DOCUMENT EXCERPT »

● ● ● ●

Real-time Information, Uncertainty and Quantum Feedback Control

TL;DR

This paper compares coherent and measurement-based quantum feedback control protocols, highlighting their differences in real-time information use and ability to handle parameter uncertainty, with measurement-based control often performing better.

Contribution

It establishes an equivalent relationship between quantum CFC and non-selective quantum MFC, and demonstrates that quantum MFC can outperform CFC in certain stabilization and uncertainty scenarios.

Findings

Quantum MFC can better stabilize quantum states.

Quantum MFC handles Hamiltonian parameter uncertainty more effectively.

An equivalence between quantum CFC and non-selective quantum MFC is established.

● ● ● ●

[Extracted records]
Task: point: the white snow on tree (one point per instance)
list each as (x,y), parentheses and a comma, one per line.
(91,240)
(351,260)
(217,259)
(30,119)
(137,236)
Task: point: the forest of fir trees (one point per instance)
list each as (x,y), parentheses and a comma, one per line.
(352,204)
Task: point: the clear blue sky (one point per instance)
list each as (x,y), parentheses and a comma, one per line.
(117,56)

● ● ● ●

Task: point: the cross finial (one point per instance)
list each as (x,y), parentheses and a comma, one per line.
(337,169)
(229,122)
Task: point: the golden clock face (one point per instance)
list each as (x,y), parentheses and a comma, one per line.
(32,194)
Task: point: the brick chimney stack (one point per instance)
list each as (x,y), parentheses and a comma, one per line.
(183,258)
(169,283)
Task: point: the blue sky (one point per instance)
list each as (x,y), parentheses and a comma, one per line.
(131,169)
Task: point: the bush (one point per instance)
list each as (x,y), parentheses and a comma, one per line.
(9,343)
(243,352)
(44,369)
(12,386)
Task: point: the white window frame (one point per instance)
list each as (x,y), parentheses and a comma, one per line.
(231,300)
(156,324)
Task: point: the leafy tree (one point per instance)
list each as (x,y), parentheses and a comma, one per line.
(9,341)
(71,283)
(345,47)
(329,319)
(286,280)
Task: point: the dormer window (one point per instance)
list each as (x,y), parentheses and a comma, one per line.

● ● ● ●

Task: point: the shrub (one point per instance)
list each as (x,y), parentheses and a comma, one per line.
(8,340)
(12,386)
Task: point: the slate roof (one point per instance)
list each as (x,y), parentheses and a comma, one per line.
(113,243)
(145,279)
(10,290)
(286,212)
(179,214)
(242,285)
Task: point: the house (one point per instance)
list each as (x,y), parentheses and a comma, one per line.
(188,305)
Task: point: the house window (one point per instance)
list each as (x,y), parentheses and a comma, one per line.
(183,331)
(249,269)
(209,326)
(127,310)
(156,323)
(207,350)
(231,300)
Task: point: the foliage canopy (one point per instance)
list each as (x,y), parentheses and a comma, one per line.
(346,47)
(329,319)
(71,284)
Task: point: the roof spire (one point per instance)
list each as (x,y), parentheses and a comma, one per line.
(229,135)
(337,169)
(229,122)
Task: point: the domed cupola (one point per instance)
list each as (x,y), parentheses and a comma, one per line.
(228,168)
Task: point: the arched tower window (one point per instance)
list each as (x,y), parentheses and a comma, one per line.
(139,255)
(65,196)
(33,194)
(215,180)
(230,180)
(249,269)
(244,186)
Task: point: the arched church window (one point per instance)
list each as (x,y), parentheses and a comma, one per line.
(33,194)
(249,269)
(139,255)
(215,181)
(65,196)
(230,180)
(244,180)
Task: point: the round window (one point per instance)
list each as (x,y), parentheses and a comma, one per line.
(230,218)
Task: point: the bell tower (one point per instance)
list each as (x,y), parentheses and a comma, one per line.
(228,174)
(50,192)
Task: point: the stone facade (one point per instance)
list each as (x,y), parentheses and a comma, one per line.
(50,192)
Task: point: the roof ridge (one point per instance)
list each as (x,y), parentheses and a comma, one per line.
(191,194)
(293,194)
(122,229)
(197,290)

● ● ● ●

STUDY QUESTIONS »
1 > Can you summarize the text on quantum feedback control in two sentences?
2 > Carry on the text on quantum feedback control, picking up after its final finding.

ANSWERS BELOW »
1 > The paper compares coherent and measurement-based quantum feedback control protocols, highlighting how they differ in their use of real-time information and their ability to handle parameter uncertainty. It establishes an equivalence between quantum CFC and non-selective quantum MFC, and finds that quantum MFC can better stabilize quantum states and handles Hamiltonian parameter uncertainty more effectively.

2 >
Abstract

Feedback is the core concept in cybernetics and its effective use has made great success in but not limited to the fields of engineering, biology, and computer science. When feedback is used to quantum systems, two major types of feedback control protocols including coherent feedback control (CFC) and measurement-based feedback control (MFC) have been developed. In this paper, we compare the two types of quantum feedback control protocols by focusing on the real-time information used in the feedback loop and the capability in dealing with parameter uncertainty. An equivalent relationship is established between quantum CFC and non-selective quantum MFC in the form of operator-sum representation. Using several examples of quantum feedback control, we show that quantum MFC can theoretically achieve better performance than quantum CFC in stabilizing a quantum state and dealing with Hamiltonian parameter uncertainty. The results enrich understanding of the relative advantages between quantum MFC and quantum CFC, and can provide useful information in choosing suitable feedback protocols for quantum systems.